>>
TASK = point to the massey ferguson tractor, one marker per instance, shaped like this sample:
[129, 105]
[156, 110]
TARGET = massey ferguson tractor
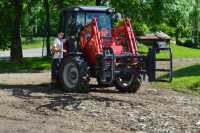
[99, 47]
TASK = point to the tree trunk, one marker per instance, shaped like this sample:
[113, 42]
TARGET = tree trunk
[16, 47]
[196, 23]
[47, 27]
[98, 2]
[177, 36]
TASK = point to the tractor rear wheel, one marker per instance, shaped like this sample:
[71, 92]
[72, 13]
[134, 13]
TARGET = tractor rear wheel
[74, 75]
[128, 84]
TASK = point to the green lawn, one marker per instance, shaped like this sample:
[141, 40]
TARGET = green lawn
[36, 42]
[32, 43]
[28, 65]
[177, 51]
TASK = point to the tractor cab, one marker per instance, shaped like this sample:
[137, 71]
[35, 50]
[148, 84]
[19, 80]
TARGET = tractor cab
[98, 48]
[73, 19]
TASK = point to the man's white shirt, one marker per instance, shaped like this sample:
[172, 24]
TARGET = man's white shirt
[58, 43]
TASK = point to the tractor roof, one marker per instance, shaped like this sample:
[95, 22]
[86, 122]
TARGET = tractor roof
[89, 8]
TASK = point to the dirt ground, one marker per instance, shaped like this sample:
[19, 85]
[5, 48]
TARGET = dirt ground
[28, 104]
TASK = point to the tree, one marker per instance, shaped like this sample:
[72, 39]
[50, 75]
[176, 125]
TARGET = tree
[47, 27]
[196, 23]
[16, 47]
[98, 2]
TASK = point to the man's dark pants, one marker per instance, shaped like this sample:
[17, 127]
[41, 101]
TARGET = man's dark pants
[56, 63]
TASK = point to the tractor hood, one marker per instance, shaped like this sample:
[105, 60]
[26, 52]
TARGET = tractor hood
[90, 8]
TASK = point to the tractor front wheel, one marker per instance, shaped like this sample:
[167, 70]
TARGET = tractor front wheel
[74, 76]
[128, 83]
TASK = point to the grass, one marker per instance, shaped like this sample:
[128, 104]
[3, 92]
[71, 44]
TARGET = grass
[186, 79]
[177, 51]
[36, 42]
[28, 65]
[32, 43]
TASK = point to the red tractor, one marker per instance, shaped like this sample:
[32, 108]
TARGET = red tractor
[96, 47]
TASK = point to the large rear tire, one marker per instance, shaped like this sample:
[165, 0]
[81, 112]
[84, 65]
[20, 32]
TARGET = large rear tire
[74, 75]
[129, 84]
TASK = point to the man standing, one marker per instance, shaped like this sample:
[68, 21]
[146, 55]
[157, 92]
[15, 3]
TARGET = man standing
[57, 51]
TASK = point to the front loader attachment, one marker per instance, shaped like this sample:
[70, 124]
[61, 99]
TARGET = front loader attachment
[159, 69]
<<
#### [HOW TO COMPLETE THIS TASK]
What is needed is every record above, restated word for word, with the pictures left out.

#### [RESULT FOR THIS EXERCISE]
TASK = point to the massey ferguson tractor, one marker per instance, shaped like this sample:
[129, 105]
[156, 110]
TARGET = massey ferguson tractor
[99, 47]
TASK = point to the tree trunk, one marker per instance, shaped like this sample:
[113, 42]
TARGET = tree trunk
[16, 47]
[196, 23]
[47, 27]
[98, 2]
[177, 36]
TASK = point to the tractor rear wheel, one marker per instance, shaped like this sample:
[71, 92]
[72, 13]
[134, 13]
TARGET = tractor rear wheel
[74, 75]
[128, 84]
TASK = point to the green lawn, one marker per instance, shaped like this sample:
[141, 40]
TARGET = green lawn
[36, 42]
[32, 43]
[28, 65]
[177, 51]
TASK = point to the tractor cab, one marker per instance, shaped like this sample:
[137, 71]
[35, 50]
[148, 84]
[19, 80]
TARGET = tractor cab
[98, 48]
[73, 19]
TASK = point to the man's white shirt, one marker per instance, shaped like this sample:
[172, 24]
TARGET = man's white shirt
[58, 43]
TASK = point to the tractor roof, one marker per instance, shaped like this sample:
[95, 22]
[86, 122]
TARGET = tractor roof
[89, 8]
TASK = point to the dirt ground, one marker per instance, shaped like this sample:
[19, 85]
[5, 48]
TARGET = dirt ground
[28, 104]
TASK = point to the tree, one marker per instance, shaped like this sample:
[72, 39]
[50, 75]
[176, 125]
TARGET = tree
[47, 27]
[196, 23]
[16, 47]
[98, 2]
TASK = point to the man's dark pants, one marker per instance, shaped like this sample:
[17, 127]
[41, 101]
TARGET = man's dark pants
[56, 63]
TASK = point to the tractor hood, one marker per instance, shaped like this sample:
[105, 60]
[26, 52]
TARGET = tractor hood
[90, 8]
TASK = point to the tractor front wheel, one marker per instance, shaped like this sample:
[167, 70]
TARGET = tractor front wheel
[74, 76]
[128, 83]
TASK = point to the grass, one marker per instance, shaped like this sample:
[128, 104]
[3, 92]
[71, 44]
TARGET = grass
[186, 79]
[177, 51]
[36, 42]
[28, 65]
[32, 43]
TASK = point to the red tractor, one marker per instance, shaped like this sample:
[32, 108]
TARGET = red tractor
[96, 47]
TASK = point to the large rear tire, one marker per instance, shaped like this sample:
[165, 0]
[81, 112]
[84, 65]
[20, 32]
TARGET = large rear tire
[74, 75]
[129, 84]
TASK = point to the man standing, one marker per instance, shaped like this sample:
[68, 21]
[146, 55]
[157, 92]
[15, 3]
TARGET = man standing
[57, 51]
TASK = point to the front loader attachment, one marker per instance, shaped like this sample:
[70, 124]
[61, 99]
TARGET = front loader attachment
[159, 69]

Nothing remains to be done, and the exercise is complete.